#### Document extract:
•••

Dubai: Lifestyle and genetics are well-known players in the development of metabolic syndrome, a cluster of conditions raising the risk of heart disease, diabetes, and other health woes. But a new study sheds light on another culprit: stress. It turns out, stress's tendency to inflame the body also plays a role in metabolic syndrome, suggesting that affordable stress-management techniques could be a powerful tool for improving health outcomes.
When and how?
"We focused on midlife, a critical time for determining who experiences accelerated aging," explains senior author Jasmeet Hayes, an associate professor of psychology at The Ohio State University. "Stress significantly contributes to negative health outcomes as we age, and stress management is one modifiable factor everyone can incorporate into their daily lives without needing medical intervention."
The research, published in Brain, Behavior, and Immunity - Health, delves into the understudied role of inflammation in the stress-metabolic syndrome connection. People with metabolic syndrome have at least three of five risk factors for heart disease, diabetes, and other issues, including excess belly fat, high blood pressure, low HDL cholesterol, high fasting blood glucose, and high triglycerides.
Using data from 648 participants in the Midlife in the United States survey, lead author Savana Jurgens, a psychology graduate student in Hayes' lab, built a statistical model to assess how inflammation bridges the gap between stress and metabolic syndrome. The analysis considered respondents' reported stress levels, inflammatory blood biomarkers, and physical exam results indicating metabolic syndrome risk factors.
'Rarely are all these pieces put together'
"Few studies have examined all three of these variables simultaneously," Jurgens notes. "While research suggests stress links to inflammation, inflammation to metabolic syndrome, and stress to metabolic syndrome, rarely are all these pieces put together."
The model included inflammation composite scores based on well-known biomarkers like IL-6 and C-reactive protein, along with E-selectin, ICAM-1 (both involved in white blood cell recruitment during inflammation), and fibrinogen (crucial for blood clot formation).
The analysis revealed a clear association between stress and metabolic syndrome, with inflammation explaining a whopping 61.5% of this connection.
"While perceived stress has a small direct effect on metabolic syndrome, inflammation plays a major role," Jurgens explains.
These findings make sense, as stress is just one of many factors that can disrupt health markers. Inactivity, unhealthy eating, smoking, poor sleep, low socioeconomic status, advanced age, and being female are other contributing factors.
However, with an estimated one in three American adults having metabolic syndrome, understanding how to manage or prevent it becomes crucial. This study adds to the growing body of evidence highlighting the significant impact of stress and its connection to inflammation on overall health.
"Stress is often viewed solely as a mental health issue, but its effects are far-reaching, with real physical consequences like inflammation, metabolic syndrome, and more," Hayes emphasizes. "This research serves as another reminder of the powerful influence stress has on our physical well-being."

•••

Collection entries

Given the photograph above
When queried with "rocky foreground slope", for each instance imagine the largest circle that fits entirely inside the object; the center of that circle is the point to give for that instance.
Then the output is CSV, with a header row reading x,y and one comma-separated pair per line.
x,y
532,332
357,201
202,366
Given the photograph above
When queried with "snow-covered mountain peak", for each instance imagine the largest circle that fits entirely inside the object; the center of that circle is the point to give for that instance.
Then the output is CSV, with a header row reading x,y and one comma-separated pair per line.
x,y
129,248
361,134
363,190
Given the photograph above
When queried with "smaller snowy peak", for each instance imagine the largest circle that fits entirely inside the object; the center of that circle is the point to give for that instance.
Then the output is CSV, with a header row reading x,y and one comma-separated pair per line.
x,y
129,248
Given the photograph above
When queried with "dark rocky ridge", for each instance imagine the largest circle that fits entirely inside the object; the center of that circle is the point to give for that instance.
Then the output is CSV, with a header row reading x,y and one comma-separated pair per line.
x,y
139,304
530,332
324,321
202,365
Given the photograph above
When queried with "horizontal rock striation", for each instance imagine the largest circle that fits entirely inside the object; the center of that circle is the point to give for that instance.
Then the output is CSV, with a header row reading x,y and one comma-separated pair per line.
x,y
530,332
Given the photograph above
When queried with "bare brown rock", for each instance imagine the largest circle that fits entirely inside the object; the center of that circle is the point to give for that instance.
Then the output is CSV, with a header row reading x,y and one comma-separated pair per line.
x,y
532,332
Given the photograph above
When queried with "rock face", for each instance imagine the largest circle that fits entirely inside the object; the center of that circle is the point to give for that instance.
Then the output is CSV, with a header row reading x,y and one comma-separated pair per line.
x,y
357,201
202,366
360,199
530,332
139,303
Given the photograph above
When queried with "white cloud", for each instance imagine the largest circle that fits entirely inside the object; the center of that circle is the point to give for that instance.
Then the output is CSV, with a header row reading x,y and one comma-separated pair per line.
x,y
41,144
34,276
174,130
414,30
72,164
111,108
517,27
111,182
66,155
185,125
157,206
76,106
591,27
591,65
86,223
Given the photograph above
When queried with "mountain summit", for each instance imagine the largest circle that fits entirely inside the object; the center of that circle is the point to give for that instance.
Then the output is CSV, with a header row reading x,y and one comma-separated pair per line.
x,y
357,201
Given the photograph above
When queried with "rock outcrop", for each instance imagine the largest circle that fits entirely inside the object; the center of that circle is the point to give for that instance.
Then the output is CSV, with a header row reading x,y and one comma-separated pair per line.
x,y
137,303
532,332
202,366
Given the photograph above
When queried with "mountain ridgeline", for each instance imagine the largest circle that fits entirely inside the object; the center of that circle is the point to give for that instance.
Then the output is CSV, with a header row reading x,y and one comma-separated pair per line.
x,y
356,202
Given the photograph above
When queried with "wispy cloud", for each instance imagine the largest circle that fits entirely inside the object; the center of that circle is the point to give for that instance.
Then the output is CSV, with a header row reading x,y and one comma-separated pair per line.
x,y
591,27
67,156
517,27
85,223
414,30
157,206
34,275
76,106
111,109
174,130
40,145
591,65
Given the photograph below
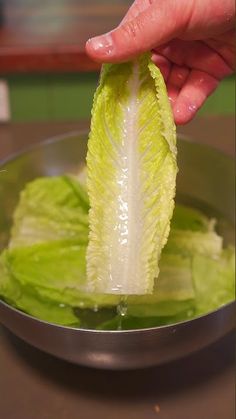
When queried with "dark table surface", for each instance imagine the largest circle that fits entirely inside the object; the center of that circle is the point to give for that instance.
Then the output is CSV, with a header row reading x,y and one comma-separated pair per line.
x,y
34,385
49,35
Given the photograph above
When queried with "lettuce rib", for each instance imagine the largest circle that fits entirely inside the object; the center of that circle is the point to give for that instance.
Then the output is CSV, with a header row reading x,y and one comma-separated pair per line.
x,y
131,178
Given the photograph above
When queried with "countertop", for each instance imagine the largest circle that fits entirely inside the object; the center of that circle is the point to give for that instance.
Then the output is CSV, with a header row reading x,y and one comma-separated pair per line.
x,y
34,385
39,36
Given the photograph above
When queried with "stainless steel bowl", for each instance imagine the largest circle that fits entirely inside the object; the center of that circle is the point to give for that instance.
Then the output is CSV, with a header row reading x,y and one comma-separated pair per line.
x,y
206,178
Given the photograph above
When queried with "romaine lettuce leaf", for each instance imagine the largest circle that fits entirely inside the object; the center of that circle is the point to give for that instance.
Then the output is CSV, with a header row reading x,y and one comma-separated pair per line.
x,y
131,178
25,298
187,218
189,243
51,209
214,280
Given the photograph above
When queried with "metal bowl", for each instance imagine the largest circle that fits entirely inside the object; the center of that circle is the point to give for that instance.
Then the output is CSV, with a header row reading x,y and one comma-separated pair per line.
x,y
206,178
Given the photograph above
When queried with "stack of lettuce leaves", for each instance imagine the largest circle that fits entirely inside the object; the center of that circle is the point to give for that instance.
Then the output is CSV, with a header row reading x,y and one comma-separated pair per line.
x,y
107,254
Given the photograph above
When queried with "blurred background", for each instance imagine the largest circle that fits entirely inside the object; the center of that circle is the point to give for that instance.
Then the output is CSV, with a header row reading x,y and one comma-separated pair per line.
x,y
44,72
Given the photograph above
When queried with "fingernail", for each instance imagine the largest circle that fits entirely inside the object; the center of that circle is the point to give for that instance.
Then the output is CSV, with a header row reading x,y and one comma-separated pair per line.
x,y
102,44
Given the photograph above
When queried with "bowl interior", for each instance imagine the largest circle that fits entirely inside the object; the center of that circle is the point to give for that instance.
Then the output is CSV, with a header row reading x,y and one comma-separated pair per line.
x,y
205,179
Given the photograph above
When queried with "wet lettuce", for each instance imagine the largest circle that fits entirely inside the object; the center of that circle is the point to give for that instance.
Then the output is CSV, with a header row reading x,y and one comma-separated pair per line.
x,y
45,274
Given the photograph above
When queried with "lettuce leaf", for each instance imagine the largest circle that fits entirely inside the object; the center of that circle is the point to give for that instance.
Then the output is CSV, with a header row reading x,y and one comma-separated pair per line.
x,y
131,178
50,209
189,243
187,218
214,280
25,298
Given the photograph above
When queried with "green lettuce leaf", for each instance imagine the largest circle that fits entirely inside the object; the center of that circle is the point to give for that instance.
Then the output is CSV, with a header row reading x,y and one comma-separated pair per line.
x,y
51,209
214,280
189,243
25,298
131,178
187,218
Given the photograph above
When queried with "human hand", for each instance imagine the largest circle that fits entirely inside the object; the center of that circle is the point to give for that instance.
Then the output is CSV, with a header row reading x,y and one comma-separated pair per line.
x,y
193,44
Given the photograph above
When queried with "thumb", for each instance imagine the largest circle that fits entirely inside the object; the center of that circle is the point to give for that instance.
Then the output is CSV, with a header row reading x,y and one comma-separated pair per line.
x,y
161,21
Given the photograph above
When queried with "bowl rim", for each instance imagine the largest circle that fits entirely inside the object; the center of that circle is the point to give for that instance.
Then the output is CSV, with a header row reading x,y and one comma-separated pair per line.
x,y
85,131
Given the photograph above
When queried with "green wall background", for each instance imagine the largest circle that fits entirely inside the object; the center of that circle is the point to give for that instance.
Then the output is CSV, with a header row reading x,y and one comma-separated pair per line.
x,y
69,97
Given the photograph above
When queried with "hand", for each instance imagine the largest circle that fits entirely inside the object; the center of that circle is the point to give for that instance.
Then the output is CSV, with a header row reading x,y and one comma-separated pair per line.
x,y
193,44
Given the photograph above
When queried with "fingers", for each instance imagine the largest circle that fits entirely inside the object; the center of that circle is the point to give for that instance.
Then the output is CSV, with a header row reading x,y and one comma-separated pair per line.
x,y
197,55
196,89
175,82
163,64
156,24
135,9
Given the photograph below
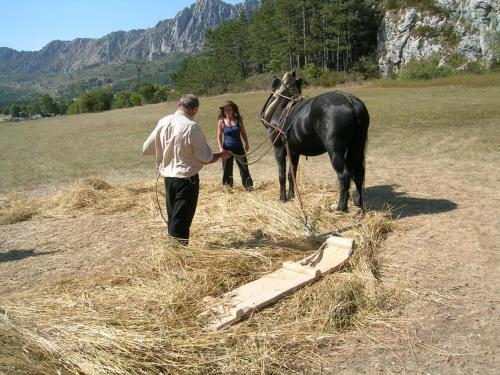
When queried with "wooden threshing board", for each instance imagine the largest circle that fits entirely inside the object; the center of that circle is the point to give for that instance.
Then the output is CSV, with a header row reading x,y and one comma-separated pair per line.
x,y
241,302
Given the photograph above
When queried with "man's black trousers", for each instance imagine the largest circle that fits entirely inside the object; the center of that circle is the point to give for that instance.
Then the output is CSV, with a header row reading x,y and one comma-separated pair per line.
x,y
181,199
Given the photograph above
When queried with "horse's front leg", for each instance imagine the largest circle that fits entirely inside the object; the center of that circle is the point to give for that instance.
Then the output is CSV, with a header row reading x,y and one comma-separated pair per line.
x,y
339,164
292,174
280,155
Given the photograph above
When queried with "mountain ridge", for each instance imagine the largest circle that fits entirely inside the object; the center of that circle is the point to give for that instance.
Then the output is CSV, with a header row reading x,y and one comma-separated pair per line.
x,y
183,33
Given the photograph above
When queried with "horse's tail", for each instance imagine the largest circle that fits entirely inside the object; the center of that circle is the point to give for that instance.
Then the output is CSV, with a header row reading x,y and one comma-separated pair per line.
x,y
355,157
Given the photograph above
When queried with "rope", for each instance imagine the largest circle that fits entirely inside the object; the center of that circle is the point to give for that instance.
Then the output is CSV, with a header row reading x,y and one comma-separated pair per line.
x,y
158,200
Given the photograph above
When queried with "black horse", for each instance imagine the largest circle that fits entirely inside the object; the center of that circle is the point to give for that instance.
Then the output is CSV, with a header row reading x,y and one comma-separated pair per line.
x,y
332,122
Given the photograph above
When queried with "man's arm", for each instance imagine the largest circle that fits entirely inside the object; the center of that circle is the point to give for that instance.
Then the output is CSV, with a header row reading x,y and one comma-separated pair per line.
x,y
224,154
148,148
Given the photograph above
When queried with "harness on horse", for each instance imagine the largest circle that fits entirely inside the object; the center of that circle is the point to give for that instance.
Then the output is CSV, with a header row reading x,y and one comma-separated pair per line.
x,y
285,113
281,130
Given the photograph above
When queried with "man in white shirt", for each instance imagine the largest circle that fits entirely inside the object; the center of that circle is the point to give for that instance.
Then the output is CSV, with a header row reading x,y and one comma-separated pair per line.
x,y
181,150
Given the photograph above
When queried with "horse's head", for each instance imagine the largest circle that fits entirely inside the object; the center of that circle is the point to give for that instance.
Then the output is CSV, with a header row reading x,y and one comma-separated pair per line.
x,y
283,90
288,86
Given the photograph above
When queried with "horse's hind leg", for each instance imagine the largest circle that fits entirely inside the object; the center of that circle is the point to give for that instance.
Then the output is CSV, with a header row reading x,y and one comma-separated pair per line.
x,y
292,177
344,176
280,155
358,176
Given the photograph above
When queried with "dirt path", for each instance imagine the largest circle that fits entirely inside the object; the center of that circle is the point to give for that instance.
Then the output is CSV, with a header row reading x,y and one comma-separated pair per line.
x,y
445,252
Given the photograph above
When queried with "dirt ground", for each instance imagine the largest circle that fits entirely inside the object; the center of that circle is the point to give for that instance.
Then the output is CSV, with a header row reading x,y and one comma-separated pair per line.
x,y
443,255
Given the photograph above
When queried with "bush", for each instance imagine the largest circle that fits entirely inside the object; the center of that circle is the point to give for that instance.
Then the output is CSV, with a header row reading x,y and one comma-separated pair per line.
x,y
424,69
311,72
331,78
367,67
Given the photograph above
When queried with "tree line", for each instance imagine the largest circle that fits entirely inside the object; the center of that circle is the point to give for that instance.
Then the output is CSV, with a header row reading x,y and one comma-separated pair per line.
x,y
92,101
314,36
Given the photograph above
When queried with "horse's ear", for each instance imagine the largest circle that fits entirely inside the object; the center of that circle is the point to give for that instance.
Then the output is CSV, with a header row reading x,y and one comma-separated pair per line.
x,y
275,84
298,82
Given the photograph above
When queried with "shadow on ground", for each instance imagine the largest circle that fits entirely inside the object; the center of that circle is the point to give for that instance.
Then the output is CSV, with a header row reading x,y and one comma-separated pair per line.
x,y
13,255
403,205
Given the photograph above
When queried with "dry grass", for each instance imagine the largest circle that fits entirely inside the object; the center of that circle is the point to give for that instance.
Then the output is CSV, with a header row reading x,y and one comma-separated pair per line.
x,y
144,319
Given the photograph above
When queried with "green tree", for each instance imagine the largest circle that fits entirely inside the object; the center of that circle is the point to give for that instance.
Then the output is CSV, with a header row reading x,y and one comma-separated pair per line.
x,y
47,105
15,110
147,90
32,108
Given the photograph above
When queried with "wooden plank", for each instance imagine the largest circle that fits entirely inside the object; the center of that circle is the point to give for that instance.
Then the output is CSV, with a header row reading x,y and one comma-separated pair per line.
x,y
241,302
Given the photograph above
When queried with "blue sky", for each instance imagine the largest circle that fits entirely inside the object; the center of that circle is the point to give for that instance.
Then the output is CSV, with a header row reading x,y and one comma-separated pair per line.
x,y
28,25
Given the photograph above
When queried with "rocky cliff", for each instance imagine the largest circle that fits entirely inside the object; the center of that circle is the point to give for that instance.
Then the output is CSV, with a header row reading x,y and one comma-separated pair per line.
x,y
469,28
184,33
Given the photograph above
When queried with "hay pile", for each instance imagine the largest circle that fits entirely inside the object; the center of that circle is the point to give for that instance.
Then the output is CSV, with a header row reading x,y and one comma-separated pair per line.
x,y
144,319
88,195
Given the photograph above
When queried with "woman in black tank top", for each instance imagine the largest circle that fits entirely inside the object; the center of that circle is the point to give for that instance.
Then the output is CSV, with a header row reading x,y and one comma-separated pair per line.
x,y
230,133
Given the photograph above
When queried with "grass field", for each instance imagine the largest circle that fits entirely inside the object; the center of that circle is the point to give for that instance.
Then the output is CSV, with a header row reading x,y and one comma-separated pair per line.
x,y
91,284
108,144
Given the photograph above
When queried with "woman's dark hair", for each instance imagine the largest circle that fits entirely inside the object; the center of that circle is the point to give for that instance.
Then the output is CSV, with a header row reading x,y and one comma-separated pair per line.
x,y
188,101
236,110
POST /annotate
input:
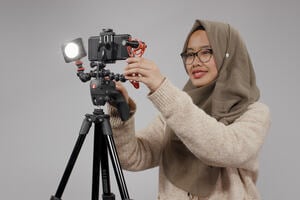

•••

#### Tasks to perform:
1. Retype the part of the article on stress and metabolic syndrome between "The research, published" and "and high triglycerides.", inclusive.
2. In the article on stress and metabolic syndrome, what share of the connection between stress and metabolic syndrome did inflammation explain?
Work only from the article on stress and metabolic syndrome.

#### Answers for the tasks:
1.
The research, published in Brain, Behavior, and Immunity - Health, delves into the understudied role of inflammation in the stress-metabolic syndrome connection. People with metabolic syndrome have at least three of five risk factors for heart disease, diabetes, and other issues, including excess belly fat, high blood pressure, low HDL cholesterol, high fasting blood glucose, and high triglycerides.

2. 61.5%